<<<<
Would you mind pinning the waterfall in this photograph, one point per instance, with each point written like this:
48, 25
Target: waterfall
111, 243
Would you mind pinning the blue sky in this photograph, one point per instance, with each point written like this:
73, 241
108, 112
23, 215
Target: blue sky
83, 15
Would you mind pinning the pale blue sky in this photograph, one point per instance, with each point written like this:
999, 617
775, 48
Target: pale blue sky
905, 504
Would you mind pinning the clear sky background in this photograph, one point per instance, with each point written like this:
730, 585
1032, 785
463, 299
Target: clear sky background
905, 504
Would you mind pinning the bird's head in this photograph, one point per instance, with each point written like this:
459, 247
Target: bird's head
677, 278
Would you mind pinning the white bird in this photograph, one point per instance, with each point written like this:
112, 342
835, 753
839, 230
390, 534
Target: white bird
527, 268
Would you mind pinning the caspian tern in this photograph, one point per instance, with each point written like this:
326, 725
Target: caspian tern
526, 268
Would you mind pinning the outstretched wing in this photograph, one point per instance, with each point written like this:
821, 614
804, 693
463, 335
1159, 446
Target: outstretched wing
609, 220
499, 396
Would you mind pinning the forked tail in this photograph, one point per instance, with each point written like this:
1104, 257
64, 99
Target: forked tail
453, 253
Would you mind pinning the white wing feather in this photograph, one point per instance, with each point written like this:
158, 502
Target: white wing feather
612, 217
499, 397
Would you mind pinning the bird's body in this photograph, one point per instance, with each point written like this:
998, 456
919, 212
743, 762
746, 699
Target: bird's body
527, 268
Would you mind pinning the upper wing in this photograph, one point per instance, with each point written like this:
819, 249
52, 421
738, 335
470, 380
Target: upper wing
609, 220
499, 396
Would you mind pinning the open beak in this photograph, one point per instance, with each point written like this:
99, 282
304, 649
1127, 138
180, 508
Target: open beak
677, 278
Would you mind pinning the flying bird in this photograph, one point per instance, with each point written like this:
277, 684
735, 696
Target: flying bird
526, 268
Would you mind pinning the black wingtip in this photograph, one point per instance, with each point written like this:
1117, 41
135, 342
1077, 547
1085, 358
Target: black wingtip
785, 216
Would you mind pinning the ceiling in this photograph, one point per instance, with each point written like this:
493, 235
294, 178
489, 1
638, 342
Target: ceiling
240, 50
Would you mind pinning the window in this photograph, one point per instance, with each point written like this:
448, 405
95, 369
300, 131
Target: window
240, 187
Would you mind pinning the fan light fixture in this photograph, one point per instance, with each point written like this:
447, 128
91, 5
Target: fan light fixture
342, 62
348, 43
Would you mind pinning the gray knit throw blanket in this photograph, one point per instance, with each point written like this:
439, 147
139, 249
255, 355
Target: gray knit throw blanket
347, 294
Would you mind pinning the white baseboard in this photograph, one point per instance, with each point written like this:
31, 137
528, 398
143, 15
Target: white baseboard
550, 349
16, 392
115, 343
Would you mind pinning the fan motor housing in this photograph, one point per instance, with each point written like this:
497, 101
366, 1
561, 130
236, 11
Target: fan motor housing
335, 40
>>>>
Exercise aim ::
Repeat the records above in full, word for word.

Answer below ::
Would you mind pinning the waterfall in this photograph, one point per instance, with each point written like this:
48, 25
Target: waterfall
111, 243
Would you mind pinning the blue sky in this photograph, one point per instance, with each point written like this:
73, 241
108, 112
23, 215
Target: blue sky
83, 15
Would you mind pinning the pale blue sky in this photograph, one point per instance, with each point written like this:
999, 617
775, 48
Target: pale blue sky
905, 504
Would you mind pinning the clear sky background in this photograph, one point per instance, with each point written like this:
730, 585
1032, 785
463, 299
Target: clear sky background
905, 504
Would you mind pinning the bird's head in this photograph, one point per instance, with each point written like this:
459, 247
Target: bird's head
677, 278
Would you mind pinning the white bird in this photograph, one point per instance, with each point written like this:
112, 342
835, 753
839, 230
390, 534
Target: white bird
527, 268
Would you mind pinning the caspian tern in this photograph, one point per instance, with each point written like this:
326, 725
Target: caspian tern
526, 268
Would you mind pinning the outstretched wing in this photograph, one point per instance, with each point written like this:
821, 614
804, 693
463, 335
1159, 446
Target: outstretched wing
609, 220
499, 396
Would you mind pinning the forked tail in this photograph, one point per instance, with each point written like this:
1104, 257
64, 99
Target: forked tail
453, 253
Would you mind pinning the white wing feather in this photograph, one point per instance, with each point written like this:
158, 502
Target: white wing feather
612, 217
499, 397
Would you mind pinning the bird's body in this photograph, one point per instance, with each point written like this:
998, 456
919, 212
743, 762
746, 699
Target: bird's body
527, 268
Would you mind pinning the upper wing in this photograph, one point per instance, with each point written like this:
819, 249
52, 421
738, 335
470, 380
Target: upper wing
609, 220
499, 396
Would you mind pinning the open beak in this photograph, one point per instance, with each point written like this:
99, 282
304, 649
1127, 138
180, 508
Target: open beak
677, 278
Would you mind pinning the flying bird in this photograph, one point per instance, with each point written like this:
277, 684
735, 696
Target: flying bird
526, 268
Would you mind pinning the black wingtip in this photograph, one point per instance, with each point written like this:
1117, 41
135, 342
1077, 547
1085, 358
Target: black wingtip
785, 216
Would you mind pinning the ceiling in this photograph, one point per instance, with each point written like this:
493, 235
294, 178
489, 1
638, 342
Target: ceiling
240, 50
Would you mind pinning the window in this photograph, one point per instance, with each point written like this:
448, 405
95, 369
300, 131
Target: window
240, 187
Would you mind pinning the fan light fixture in this photograph, one point per instance, with each point written like this:
447, 128
91, 5
Target: fan light fixture
342, 62
348, 43
Would you mind pinning the gray knit throw blanket in this photograph, one point per instance, with each point written like this:
439, 147
139, 249
255, 355
Target: gray knit throw blanket
347, 294
Would you mind pinning the white baseboard in this photograph, one point per instance, with each point written like this:
31, 137
528, 398
143, 15
Target: white baseboard
550, 349
16, 392
115, 343
Would you mind pinning the fan motor housing in this photograph, one point per instance, with each point written like this:
497, 101
366, 1
561, 130
236, 11
Target: fan motor housing
335, 40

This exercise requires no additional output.